Mailfence Review 2026: Privacy Without the Hype?
Mailfence is a Belgian email provider built around OpenPGP encryption, IMAP compatibility, and a paid-first model. This review looks at how it performs in practice — and who it actually suits in 2026.
Mailfence is one of those email providers that rarely makes noise. It doesn’t dominate headlines, it doesn’t chase ecosystem expansion, and it doesn’t rely on dramatic marketing. Instead, it sells something quieter: a paid email service built around privacy, transparency, and a business model that doesn’t depend on advertising.
That alone makes it interesting in 2026.
More people are starting to question the default choices in email. Not because they’ve become extremists about privacy — but because the big platforms come with trade-offs: pricing changes, shifting policies, and support that can feel distant when something goes wrong. Mailfence appeals because it’s smaller, clearer about what it is, and not trying to turn email into a gateway to everything else.
I tested Mailfence on the free tier, so this is a functional first look rather than a full “migrate my life” review. Some of the most important real-world checks — like IMAP in a desktop client and proper mobile sync — only become testable once you’re on a paid plan.
I didn’t upgrade purely for review purposes. When I test providers, I try to approach them the way a normal user would — start free, see what works, and only pay if it earns a longer-term place in my setup.
This is also why proper paid-plan trials matter. A free tier is useful for getting a feel for the interface and basic delivery, but the real evaluation often sits behind the paid features — IMAP, mobile sync, custom domains, aliases, support, and admin controls. If providers want people to switch with confidence, a time-limited trial of the full plan is usually the fairest way to let them test the parts that actually decide whether it works.
What it’s like to use Mailfence day to day
Signup was quick. Within minutes I was in the inbox and sending test messages.
The webmail interface is minimal. Not unattractive — just basic and functional. It’s responsive and works cleanly across screen sizes, but it doesn’t feel polished in the way Fastmail does. That may suit some users. There’s something reassuring about an inbox that doesn’t try too hard.
My first real friction point was new mail delivery in the browser. Messages didn’t always appear automatically. I found myself having to click Mailfence’s refresh control to pull new mail into the inbox. I’ve seen similar behaviour in Proton Mail at times, but Fastmail updates the inbox instantly without me doing anything.
I’m using Safari, so it may be browser-related. Still, having to hit refresh for new mail is irritating. Email is a tool you open dozens of times a day; small annoyances compound quickly.
On the positive side, Mailfence offers practical touches that feel mature rather than flashy. Backups are easy to export. There’s a short domain option (mf.me) available, which is a nice alternative if you want something cleaner than a longer provider domain. The platform also includes a virtual drive: your documents appear in a special folder on your computer, protected by your username and password, allowing access without needing to stay inside a browser tab.

= = = = =

**Brief A:** Reproduce the Mailfence review word for word from "Mailfence is a" to "suits in 2026.".
**Brief B:** State whether each statement agrees with the Mailfence review, answering yes or no and quoting the words that decide it: (i) The reviewer tested Mailfence on a paid plan. (ii) Signing up took only minutes. (iii) Mailfence offers a short domain option.
**Brief C:** Write the next part of the Mailfence review, picking up after its final sentence.
The material after the Mailfence review has no connection to it.

**Given information:**
= = = = =

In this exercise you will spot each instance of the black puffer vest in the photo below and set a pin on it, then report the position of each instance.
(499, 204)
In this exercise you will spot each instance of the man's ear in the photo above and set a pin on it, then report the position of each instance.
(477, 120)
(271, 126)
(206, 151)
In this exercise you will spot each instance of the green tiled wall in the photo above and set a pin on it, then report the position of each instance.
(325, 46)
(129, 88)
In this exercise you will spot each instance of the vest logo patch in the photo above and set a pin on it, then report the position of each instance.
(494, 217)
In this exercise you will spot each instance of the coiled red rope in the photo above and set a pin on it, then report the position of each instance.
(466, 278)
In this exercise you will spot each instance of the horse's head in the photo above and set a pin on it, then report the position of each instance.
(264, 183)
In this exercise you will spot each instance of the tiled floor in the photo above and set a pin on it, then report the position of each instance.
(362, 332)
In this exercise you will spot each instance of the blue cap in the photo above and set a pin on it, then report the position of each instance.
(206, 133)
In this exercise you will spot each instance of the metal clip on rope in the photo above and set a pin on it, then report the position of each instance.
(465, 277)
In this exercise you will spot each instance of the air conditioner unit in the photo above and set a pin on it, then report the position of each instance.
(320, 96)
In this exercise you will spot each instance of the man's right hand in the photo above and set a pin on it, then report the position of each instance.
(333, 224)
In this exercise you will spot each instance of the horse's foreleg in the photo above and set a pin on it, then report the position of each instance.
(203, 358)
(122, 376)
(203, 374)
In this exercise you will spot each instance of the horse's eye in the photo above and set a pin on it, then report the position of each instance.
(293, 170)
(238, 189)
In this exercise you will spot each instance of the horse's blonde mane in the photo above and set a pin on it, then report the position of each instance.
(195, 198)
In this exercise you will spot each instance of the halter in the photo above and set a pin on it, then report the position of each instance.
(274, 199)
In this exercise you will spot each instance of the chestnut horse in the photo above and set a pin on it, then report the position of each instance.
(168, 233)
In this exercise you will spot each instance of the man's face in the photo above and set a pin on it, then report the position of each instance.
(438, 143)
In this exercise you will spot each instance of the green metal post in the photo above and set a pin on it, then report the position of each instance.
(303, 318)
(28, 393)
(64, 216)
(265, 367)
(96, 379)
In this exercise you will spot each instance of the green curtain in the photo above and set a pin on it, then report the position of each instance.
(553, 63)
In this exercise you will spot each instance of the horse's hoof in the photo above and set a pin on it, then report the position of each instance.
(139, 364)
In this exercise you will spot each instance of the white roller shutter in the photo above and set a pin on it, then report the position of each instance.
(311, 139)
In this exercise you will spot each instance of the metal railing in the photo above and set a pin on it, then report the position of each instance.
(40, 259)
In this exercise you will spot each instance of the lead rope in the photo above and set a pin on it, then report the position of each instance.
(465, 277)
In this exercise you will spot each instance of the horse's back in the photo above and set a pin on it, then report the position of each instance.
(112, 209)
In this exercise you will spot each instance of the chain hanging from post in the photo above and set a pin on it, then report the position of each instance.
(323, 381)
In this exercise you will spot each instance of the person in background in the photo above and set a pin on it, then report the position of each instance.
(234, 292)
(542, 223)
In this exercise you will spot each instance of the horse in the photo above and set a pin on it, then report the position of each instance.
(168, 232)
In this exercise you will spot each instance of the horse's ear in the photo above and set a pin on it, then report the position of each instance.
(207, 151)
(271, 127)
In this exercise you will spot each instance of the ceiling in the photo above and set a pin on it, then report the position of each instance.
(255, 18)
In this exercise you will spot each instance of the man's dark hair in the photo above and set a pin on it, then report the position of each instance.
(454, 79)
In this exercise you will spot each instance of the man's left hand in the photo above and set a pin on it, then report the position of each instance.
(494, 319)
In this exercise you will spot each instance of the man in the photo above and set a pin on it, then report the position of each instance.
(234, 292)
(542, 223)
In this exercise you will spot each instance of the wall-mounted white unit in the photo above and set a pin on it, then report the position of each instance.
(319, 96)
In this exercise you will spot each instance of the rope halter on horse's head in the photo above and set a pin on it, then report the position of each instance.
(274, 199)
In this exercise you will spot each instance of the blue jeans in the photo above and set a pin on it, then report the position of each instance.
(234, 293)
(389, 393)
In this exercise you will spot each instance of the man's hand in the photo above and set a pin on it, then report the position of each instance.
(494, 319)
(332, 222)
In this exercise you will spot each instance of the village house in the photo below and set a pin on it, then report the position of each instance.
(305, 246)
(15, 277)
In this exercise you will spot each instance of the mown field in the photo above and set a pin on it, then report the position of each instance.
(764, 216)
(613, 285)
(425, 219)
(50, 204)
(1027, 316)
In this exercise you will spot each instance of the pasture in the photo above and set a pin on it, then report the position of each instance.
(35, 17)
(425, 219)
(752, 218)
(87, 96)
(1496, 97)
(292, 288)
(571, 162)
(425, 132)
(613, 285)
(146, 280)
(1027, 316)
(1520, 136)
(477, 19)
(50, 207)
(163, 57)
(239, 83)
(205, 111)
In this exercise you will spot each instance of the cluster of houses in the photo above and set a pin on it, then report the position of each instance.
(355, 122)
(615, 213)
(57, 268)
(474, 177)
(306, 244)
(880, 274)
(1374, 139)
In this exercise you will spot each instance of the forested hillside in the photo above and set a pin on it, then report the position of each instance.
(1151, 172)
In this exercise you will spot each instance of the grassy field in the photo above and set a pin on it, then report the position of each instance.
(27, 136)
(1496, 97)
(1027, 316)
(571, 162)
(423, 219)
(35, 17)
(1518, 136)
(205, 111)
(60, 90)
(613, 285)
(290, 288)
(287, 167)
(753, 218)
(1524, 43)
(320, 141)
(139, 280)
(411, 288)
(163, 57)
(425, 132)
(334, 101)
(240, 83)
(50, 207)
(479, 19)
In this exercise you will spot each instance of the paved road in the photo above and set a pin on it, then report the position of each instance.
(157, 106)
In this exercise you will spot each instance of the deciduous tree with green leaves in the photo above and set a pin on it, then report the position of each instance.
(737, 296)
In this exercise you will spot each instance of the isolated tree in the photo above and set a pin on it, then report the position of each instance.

= = = = =

**Reply A:**
Mailfence is a Belgian email provider built around OpenPGP encryption, IMAP compatibility, and a paid-first model. This review looks at how it performs in practice — and who it actually suits in 2026.

**Reply B:**
(i) No: "I tested Mailfence on the free tier"
(ii) Yes: "Within minutes I was in the inbox and sending test messages."
(iii) Yes: "There’s a short domain option (mf.me) available"

**Reply C:**
The threat model: a rare sign of seriousness
One of the most encouraging aspects of Mailfence is that it publishes a threat model. Most email providers describe features. Far fewer describe risks.
A threat model forces clarity. It answers uncomfortable questions: what is this service actually designed to defend against? Where are its limits? What risks remain outside its control?
Mailfence’s documentation makes it clear that it is trying to improve privacy within the existing email system rather than replace that system entirely. That distinction matters. It signals that the company understands email as infrastructure, not as marketing.
Encryption: OpenPGP and practical limits
Mailfence supports OpenPGP-style encryption and digital signatures. This matters because it relies on open standards rather than proprietary encryption layers.
Encryption in Mailfence can be used to sign messages for authenticity and integrity, or to encrypt messages end-to-end when both parties participate. That’s a meaningful capability — but it doesn’t magically solve the structural limits of email.
It’s also worth being clear about how this differs from Proton Mail’s model. Proton encrypts mail automatically between Proton users inside its own system. Mailfence doesn’t automatically apply end-to-end encryption to Mailfence-to-Mailfence messages by default. Instead, it supports OpenPGP: if both people have keys set up and choose to use encryption, messages can be end-to-end encrypted — but it’s something you opt into and manage, not something enforced invisibly by the platform.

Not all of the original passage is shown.